What to do:
a: Repeat the passage on masks and COVID-19 word for word, everything from "Our analysis combines" down to "of the epidemic.".
b: List every author named for the white paper in the passage on masks and COVID-19.
c: Extend the passage on masks and COVID-19 by writing what comes next after its last sentence.

Given text START

Read the white paper: “The Case for Universal Cloth Mask Adoption & Policies to Increase the Supply of Medical Masks for Health Workers,” by Jason Abaluck, Judith Chevalier, Nicholas A. Christakis, Howard Forman, Edward H. Kaplan, Albert Ko, and Sten H. Vermund

How can we ensure medical workers get the protective masks they need?

We recommend that people wear cloth masks because there is a critical shortage of medical masks. For the moment (until there is no longer a shortage), N95 respirators and surgical masks should be donated to hospitals where they are inordinately more valuable.

“The value generated by each additional mask means it is almost impossible to go overboard in subsidizing the production of medical masks.”

More generally, the problem is that there are not enough medical masks to go around, even if reserved for health workers. The solution is to make more medical masks. The best way to do so is to heavily reward producers when they make and sell masks. This can be accomplished via large subsidies for each mask purchased. Concurrently, the government should use the Defense Production Act to directly produce medical masks at facilities that might not otherwise do so. But it is important to also reward private production. Incentivizing the private sector to produce masks serves three critical purposes: 1) they will produce more masks now, 2) they will invest in scaling up mask production capacity, which will save many lives as the pandemic spreads through the rest of the world, and 3) if mask producers know they will be heavily rewarded, they will be incentivized to produce a stockpile of masks for future pandemics. The value generated by each additional mask means it is almost impossible to go overboard in subsidizing the production of medical masks.

What data are you looking at to understand how masks might impact the spread of COVID-19?

“In labratory experiments, one can see directly that masks reduce the amount of virus found in exhaled breaths.”

Our analysis combines data from a variety of sources. The most compelling and direct data for the effectiveness of masks in preventing transmission comes from laboratory experiments that others have done, where one can see directly that masks reduce the amount of virus found in exhaled breaths. This is the reason that people who test positive for the virus have always been instructed to wear masks. That data alone does not tell us how much masks might slow the spread of the epidemic.

Given text END
Information provided START

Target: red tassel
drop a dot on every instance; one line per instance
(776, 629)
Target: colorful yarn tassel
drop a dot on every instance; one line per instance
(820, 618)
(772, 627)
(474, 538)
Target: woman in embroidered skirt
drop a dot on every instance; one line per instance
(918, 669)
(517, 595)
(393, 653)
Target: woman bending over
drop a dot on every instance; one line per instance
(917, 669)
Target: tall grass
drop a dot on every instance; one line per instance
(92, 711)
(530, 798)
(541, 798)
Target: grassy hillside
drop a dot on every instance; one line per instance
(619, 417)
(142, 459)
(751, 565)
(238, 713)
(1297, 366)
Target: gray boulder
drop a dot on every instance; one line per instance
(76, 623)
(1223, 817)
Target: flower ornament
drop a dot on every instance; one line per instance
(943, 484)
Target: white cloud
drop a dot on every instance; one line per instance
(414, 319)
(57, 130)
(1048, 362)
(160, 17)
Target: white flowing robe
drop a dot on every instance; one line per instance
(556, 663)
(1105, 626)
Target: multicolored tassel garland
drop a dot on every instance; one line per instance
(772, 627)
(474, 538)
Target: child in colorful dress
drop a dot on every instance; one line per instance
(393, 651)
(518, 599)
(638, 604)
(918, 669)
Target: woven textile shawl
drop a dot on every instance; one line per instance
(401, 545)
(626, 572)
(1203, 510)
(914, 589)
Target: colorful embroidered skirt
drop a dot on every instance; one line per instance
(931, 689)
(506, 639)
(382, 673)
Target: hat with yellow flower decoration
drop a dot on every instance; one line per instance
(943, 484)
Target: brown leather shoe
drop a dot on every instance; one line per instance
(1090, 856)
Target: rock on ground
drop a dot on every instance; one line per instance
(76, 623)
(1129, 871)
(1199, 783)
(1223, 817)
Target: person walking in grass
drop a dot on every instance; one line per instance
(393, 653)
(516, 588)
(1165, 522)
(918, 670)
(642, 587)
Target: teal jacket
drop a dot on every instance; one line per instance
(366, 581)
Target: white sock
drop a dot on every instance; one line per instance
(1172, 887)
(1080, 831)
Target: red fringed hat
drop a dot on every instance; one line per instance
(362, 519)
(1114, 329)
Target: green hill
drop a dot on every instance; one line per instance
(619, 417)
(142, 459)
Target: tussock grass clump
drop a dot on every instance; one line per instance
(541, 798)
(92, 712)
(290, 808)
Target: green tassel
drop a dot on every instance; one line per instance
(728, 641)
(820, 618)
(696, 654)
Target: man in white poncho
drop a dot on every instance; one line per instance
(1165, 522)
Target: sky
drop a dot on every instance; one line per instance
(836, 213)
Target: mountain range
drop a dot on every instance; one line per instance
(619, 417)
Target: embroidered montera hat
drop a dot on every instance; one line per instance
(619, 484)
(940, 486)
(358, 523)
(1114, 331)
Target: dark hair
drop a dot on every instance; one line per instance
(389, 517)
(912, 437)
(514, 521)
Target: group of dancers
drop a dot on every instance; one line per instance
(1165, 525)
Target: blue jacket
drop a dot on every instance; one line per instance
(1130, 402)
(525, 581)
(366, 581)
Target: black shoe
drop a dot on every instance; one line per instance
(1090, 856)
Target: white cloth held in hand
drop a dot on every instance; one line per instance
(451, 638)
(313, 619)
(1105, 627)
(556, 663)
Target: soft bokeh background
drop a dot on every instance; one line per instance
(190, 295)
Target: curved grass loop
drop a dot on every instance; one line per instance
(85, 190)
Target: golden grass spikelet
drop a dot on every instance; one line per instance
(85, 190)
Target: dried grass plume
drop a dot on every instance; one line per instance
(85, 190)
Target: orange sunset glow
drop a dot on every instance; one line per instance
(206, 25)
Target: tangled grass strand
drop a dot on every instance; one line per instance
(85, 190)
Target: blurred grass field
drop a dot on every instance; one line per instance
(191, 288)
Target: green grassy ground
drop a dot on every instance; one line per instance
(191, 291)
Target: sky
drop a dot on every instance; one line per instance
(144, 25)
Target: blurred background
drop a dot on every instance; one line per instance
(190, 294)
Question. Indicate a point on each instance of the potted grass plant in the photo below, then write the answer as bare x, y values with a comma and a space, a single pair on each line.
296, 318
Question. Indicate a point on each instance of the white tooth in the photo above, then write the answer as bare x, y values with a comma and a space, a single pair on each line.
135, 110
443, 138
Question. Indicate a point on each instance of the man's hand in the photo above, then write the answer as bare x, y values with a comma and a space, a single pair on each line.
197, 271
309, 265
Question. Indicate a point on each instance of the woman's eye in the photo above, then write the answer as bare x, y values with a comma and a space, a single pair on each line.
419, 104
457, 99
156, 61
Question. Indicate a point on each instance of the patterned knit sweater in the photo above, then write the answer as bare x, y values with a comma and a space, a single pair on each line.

Information provided END

Results for the exercise:
a:
Our analysis combines data from a variety of sources. The most compelling and direct data for the effectiveness of masks in preventing transmission comes from laboratory experiments that others have done, where one can see directly that masks reduce the amount of virus found in exhaled breaths. This is the reason that people who test positive for the virus have always been instructed to wear masks. That data alone does not tell us how much masks might slow the spread of the epidemic.

b:
Jason Abaluck
Judith Chevalier
Nicholas A. Christakis
Howard Forman
Edward H. Kaplan
Albert Ko
Sten H. Vermund

c:
We also ask whether countries with pre-existing norms that people wear masks when sick have slower growth rates of cases and COVID-19 deaths. The idea is that in those countries, people are more likely to wear masks if they have only minimal symptoms but haven’t yet tested positive. We find that in those countries, the epidemic spread more slowly. This evidence is only suggestive as there are many other differences between countries besides masks. In South Korea, there was more testing. In Japan, handshakes are less common. We try to control for some policy differences but can’t control for everything. We see this as not dispositive but as one more piece of evidence suggesting that masks help slow the spread of the virus, which, when coupled with evidence from other sources, provides a very compelling case.

In our economic analysis, we adopt a more conservative stance. We ask what is implied if masks only reduce by 10% the likelihood that an infected person transmits the virus (even though our cross-country analysis suggests the impact might be much larger). Because the stakes are so large, even a 10% reduction implies $3,000-$6,000 in value per mask! This is because the epidemiological models suggest that so many people are at risk of becoming infected and dying. Even if we think those models overstate things by a factor of 10, cloth masks would still have at least $300 in value per person. The gains from universal adoption are extremely large no matter how you calculate them.